The Impact Of Endovascular And Open Revascularization On Level Of Amputation And Subsequent Rates Of Primary Healing Of Above And Below Knee Amputations
Jonathan Murdock, DO, Graham Long, MD, Diane Studzinski, BS, Matthew Major, MD, Samuel Osei, MD, Rocelious Goodson, III, PA-C, O. William Brown, MD, JD.
William Beaumont Hospital, Royal Oak, MI, USA.
Objective:The purpose of this study is to examine the impact of open and endovascular attempts at limb revascularization for critical limb ischemia or diabetic foot infection, on the level of amputation and subsequent primary healing.
Methods:This is a retrospective study of all patients undergoing major amputation at a single institution for critical limb ischemia or diabetic foot infection, between January 2008 and July 2019. Data collected included demographics, comorbidities, laboratory data, outcomes, complications, and mortality.
Results:Major lower extremity amputation was performed in 338 patients on a total of 348 limbs, 266 below the knee (BKA) and 82 above the knee (AKA). The median age was 65 years, 73% had diabetes and 53% had renal disease, with 57% of those on dialysis. All patients (189) who were candidates for reconstruction underwent angiography; 74% (140) underwent attempts at revascularization. Of those with a subsequent AKA, 35 (53%) underwent prior revascularization: 22 (62.8%) open and 13 (37.2%) endovascular. Of those with a subsequent BKA, 105 (48.6%) underwent prior revascularization: 43 (41%) open and 62 (59%) endovascular. Of all BKAs, 24 required conversion to AKA; 14 had prior revascularization, 6 endovascular and 8 open (p=0.245). In those with no prior revascularization 7 converted to AKA (p=0.1076). In patients with prior revascularization, 128 (91%) healed over all time; those without prior revascularization, 182 (92%) healed over all time (p>0.9999). In patients with prior revascularization, 52 (37%) healed at 30 days, compared with 98 (50%); without prior revascularization (p =0.027).
Conclusion:There was no statistical difference in the rates of conversion from BKA to AKA in those patients who underwent prior open or endovascular revascularization. Healing over all was not significantly different between patients with and without prior revascularization. Prior attempt at revascularization did not appear to affect the level of amputation. However, patients who underwent prior revascularization were less likely to heal at 30 days.

*Data excerpts:*

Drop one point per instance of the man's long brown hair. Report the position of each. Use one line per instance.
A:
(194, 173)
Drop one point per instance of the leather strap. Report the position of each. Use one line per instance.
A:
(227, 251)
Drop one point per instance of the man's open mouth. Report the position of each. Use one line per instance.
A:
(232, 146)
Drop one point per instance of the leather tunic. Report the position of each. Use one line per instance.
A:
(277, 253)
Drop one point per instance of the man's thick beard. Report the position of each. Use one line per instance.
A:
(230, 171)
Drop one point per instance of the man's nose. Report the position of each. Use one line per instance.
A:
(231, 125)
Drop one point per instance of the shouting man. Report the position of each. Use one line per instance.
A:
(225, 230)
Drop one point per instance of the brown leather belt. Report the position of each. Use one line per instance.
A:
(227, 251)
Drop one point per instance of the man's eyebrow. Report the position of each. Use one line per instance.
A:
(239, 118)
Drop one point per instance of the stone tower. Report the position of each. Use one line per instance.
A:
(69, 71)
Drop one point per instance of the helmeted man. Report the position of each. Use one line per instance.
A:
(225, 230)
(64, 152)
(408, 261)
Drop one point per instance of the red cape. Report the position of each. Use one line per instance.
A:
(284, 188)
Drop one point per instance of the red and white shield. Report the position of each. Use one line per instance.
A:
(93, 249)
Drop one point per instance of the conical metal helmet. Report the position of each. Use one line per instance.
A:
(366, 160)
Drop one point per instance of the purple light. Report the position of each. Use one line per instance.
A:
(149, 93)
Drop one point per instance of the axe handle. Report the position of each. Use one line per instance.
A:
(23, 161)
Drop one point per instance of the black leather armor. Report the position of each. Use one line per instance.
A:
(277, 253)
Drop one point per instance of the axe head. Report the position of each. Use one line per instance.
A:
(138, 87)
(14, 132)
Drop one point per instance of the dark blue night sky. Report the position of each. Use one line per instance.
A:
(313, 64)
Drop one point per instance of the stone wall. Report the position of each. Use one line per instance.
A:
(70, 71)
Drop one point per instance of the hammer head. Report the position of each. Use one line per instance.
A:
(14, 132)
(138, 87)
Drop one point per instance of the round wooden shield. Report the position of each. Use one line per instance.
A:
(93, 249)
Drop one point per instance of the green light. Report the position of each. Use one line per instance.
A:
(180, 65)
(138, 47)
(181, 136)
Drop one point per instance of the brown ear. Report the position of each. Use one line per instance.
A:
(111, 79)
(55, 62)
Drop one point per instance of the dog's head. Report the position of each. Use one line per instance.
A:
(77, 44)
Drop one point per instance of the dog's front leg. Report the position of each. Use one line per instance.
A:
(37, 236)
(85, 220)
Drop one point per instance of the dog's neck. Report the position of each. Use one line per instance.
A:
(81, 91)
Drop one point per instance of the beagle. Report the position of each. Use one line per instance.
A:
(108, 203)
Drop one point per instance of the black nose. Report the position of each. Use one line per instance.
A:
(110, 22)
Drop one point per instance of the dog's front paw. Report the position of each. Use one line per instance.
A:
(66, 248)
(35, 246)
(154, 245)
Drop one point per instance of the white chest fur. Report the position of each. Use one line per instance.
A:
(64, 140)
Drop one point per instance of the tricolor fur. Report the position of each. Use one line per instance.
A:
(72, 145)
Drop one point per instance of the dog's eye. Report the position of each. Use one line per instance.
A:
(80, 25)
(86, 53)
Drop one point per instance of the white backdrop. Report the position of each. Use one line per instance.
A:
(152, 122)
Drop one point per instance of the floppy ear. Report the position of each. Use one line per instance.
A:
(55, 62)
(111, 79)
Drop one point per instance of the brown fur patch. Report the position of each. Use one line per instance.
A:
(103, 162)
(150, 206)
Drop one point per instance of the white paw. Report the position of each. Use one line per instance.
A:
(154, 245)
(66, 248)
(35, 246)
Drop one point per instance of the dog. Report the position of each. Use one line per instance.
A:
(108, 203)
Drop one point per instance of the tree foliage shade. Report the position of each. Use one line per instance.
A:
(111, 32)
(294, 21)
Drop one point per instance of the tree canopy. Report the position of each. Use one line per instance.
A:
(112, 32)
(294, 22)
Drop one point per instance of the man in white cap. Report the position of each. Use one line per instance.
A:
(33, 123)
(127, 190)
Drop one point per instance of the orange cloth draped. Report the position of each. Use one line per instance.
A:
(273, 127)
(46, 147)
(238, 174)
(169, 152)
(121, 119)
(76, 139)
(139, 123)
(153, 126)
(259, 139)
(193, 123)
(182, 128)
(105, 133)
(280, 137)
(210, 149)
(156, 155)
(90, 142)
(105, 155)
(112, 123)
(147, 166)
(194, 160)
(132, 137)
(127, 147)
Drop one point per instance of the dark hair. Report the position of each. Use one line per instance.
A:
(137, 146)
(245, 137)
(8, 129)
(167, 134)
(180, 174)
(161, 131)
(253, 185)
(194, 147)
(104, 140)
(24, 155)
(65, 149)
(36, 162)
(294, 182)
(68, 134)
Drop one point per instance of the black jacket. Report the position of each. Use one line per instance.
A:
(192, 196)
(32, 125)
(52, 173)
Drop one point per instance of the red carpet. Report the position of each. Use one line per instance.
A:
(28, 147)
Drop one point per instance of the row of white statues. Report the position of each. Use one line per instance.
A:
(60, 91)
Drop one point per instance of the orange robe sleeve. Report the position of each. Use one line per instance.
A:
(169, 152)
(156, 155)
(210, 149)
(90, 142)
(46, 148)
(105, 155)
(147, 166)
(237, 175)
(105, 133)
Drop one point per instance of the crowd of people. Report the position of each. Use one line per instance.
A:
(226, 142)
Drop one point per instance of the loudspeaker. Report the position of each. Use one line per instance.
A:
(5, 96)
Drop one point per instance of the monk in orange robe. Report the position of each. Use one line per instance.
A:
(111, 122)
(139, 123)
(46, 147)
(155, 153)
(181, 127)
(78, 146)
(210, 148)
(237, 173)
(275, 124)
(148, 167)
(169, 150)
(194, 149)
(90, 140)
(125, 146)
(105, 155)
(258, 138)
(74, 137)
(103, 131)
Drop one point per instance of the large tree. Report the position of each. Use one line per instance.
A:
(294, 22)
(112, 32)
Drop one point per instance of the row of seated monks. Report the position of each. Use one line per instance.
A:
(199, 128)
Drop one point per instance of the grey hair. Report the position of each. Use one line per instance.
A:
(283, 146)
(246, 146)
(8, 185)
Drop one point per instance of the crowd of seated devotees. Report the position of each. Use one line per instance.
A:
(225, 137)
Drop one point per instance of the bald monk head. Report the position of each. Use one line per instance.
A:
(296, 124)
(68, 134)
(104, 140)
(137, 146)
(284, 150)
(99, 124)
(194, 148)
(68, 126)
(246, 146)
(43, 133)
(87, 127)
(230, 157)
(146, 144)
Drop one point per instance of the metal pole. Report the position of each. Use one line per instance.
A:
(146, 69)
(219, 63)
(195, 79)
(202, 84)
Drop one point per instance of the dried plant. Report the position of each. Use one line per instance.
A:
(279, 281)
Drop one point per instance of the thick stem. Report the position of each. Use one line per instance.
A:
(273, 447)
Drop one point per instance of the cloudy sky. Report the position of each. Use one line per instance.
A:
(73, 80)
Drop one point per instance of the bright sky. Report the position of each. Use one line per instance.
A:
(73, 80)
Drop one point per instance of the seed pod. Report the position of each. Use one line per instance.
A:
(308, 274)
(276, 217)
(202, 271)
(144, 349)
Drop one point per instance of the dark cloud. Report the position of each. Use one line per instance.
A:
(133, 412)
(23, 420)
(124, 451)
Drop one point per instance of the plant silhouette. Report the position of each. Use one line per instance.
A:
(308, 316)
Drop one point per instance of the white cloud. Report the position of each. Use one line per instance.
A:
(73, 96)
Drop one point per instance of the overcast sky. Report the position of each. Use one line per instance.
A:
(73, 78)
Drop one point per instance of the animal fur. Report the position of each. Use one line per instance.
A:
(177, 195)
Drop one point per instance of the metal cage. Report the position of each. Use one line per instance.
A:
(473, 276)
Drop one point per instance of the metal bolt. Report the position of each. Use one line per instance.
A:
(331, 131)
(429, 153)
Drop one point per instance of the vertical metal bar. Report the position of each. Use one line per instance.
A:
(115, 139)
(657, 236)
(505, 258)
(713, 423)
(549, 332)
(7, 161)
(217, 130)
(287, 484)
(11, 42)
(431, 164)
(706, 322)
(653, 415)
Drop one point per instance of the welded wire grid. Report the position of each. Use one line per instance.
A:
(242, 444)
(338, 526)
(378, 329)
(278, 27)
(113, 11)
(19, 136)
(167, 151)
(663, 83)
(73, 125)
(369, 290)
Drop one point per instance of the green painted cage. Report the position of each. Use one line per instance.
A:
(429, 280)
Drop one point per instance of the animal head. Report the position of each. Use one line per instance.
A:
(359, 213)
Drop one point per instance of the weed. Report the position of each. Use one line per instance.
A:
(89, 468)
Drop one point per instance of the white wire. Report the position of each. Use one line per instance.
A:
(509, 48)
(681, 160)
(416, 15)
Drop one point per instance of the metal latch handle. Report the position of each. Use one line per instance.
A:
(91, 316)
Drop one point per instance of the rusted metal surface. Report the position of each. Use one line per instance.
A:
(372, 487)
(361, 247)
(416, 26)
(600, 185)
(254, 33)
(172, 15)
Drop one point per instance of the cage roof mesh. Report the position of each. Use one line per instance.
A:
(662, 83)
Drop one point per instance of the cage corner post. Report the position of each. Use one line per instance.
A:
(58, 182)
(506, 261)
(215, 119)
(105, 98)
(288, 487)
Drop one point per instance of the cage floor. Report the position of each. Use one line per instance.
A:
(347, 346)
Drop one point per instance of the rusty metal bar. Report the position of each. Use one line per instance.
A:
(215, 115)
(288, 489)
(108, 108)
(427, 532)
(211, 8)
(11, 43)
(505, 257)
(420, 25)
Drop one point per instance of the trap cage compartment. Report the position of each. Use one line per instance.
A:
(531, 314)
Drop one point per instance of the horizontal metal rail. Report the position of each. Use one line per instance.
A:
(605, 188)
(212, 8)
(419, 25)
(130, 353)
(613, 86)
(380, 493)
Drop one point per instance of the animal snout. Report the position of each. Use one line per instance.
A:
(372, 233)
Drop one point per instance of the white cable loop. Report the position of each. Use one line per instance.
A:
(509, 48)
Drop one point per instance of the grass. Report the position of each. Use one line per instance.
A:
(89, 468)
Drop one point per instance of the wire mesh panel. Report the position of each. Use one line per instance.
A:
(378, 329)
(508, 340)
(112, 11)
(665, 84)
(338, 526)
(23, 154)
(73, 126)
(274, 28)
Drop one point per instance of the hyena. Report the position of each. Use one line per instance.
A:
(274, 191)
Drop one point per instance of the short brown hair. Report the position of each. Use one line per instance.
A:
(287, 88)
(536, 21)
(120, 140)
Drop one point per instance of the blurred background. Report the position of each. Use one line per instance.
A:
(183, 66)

*Directions:*
1/ Rewrite the Conclusion paragraph of the amputation study abstract, which begins "There was no statistical difference," as a brief bulleted list that keeps its main findings.
2/ From the amputation study abstract, extract word for word the part that opens with the words containing "The Impact Of Endovascular" and closes with "Brown, MD, JD.".

*Answers in order:*
1/
- Conversion rates from BKA to AKA did not differ statistically between patients with prior open revascularization and those with prior endovascular revascularization.
- Overall healing did not differ significantly between patients with and without prior revascularization.
- A prior attempt at revascularization did not appear to affect the level of amputation.
- Patients with prior revascularization were less likely to heal at 30 days.

2/
The Impact Of Endovascular And Open Revascularization On Level Of Amputation And Subsequent Rates Of Primary Healing Of Above And Below Knee Amputations
Jonathan Murdock, DO, Graham Long, MD, Diane Studzinski, BS, Matthew Major, MD, Samuel Osei, MD, Rocelious Goodson, III, PA-C, O. William Brown, MD, JD.